Retype the entire listing below, line for line, with no changes.

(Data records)
------------------------------

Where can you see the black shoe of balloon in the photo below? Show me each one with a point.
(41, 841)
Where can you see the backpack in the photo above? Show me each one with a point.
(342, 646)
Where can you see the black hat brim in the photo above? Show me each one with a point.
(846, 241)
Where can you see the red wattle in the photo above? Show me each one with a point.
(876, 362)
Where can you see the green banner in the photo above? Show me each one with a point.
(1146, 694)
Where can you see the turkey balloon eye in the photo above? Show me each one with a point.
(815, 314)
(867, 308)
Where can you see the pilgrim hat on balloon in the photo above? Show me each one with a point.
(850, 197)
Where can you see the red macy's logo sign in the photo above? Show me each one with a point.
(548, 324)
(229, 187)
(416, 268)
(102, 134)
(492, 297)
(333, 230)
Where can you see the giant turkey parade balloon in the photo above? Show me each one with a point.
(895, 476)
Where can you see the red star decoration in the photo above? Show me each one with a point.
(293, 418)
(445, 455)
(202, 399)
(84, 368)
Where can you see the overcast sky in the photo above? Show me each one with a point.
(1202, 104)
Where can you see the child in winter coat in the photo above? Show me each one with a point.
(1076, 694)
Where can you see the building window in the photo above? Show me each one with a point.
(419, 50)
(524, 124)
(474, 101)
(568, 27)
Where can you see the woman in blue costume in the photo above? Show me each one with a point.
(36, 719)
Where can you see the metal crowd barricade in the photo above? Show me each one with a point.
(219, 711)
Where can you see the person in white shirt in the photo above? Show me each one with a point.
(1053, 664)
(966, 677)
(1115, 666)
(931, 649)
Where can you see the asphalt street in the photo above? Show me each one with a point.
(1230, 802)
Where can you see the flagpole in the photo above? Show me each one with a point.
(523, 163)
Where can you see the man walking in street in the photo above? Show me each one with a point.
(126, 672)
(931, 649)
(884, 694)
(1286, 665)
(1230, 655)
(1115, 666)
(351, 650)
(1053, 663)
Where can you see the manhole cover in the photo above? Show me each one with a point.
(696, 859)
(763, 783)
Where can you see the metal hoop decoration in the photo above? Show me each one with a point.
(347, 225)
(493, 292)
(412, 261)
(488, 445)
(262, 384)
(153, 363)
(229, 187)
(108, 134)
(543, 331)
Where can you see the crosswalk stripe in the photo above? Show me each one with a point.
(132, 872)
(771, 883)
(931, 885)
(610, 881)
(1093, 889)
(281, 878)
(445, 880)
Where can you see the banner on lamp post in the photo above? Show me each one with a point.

------------------------------

◆ Full output ◆
Where can you see the black shoe of balloon in the photo below? Show me each one with a point.
(41, 841)
Where can you see the backpack in the photo above? Show me each one with a point.
(342, 646)
Where can you see the black hat brim in the photo above? Show me each one with a point.
(846, 241)
Where can you see the red wattle in the photo above? Show me each one with a point.
(876, 362)
Where can you see the green banner in the photo above? Show me each one with a point.
(1146, 694)
Where can you see the turkey balloon eye in the photo above? Show me each one with a point.
(815, 314)
(867, 308)
Where can you see the pilgrim hat on balloon in the photo above? Show me each one with a point.
(850, 197)
Where can you see the red macy's logo sign in the photo above? Show me each one with a point.
(548, 324)
(229, 187)
(416, 268)
(102, 134)
(492, 297)
(333, 230)
Where can you see the giant turkey parade balloon in the photo above? Show me each one with a point.
(895, 476)
Where can you see the red star decoration in the photo above? Show me each one with a point.
(293, 418)
(445, 455)
(202, 399)
(84, 368)
Where can you see the overcast sky in the photo above? Show me each one with a point.
(1202, 104)
Where can you see the child in winter coat in the photo above? Show me each one with a point.
(1076, 694)
Where can you see the building window in the photo above? Show me each one with a point.
(419, 50)
(524, 124)
(474, 101)
(568, 27)
Where can you see the woman in blue costume in the photo above? Show me each one with a point.
(36, 719)
Where can you see the metal crowd barricade in the photo above? Show me each one with a point.
(219, 711)
Where can you see the person in white shirt in the photo above? Show me each one with a point.
(1053, 664)
(966, 677)
(1115, 666)
(931, 649)
Where can you see the asphalt street in the photo above? Show me each one with a point.
(1230, 802)
Where can you see the flagpole in the photo above? Show me each one with a point.
(523, 163)
Where can you see the man walking in street in the photo above? Show me each one with a point.
(126, 672)
(931, 649)
(884, 694)
(1286, 665)
(1230, 655)
(1115, 666)
(351, 650)
(1053, 663)
Where can you see the manhole cover in the photo above? Show me each one with a point.
(696, 859)
(763, 783)
Where can you see the metal hoop decoration in the photo above? Show me each one with a point.
(347, 225)
(493, 292)
(412, 261)
(488, 445)
(262, 384)
(153, 363)
(229, 187)
(108, 134)
(543, 331)
Where can you see the crosswalk stripe in the photo above? Show me each one with a point.
(132, 872)
(771, 883)
(931, 885)
(610, 881)
(1093, 889)
(281, 878)
(445, 880)
Where can you see the banner on lamp post in the photo above? Show me each one with a point.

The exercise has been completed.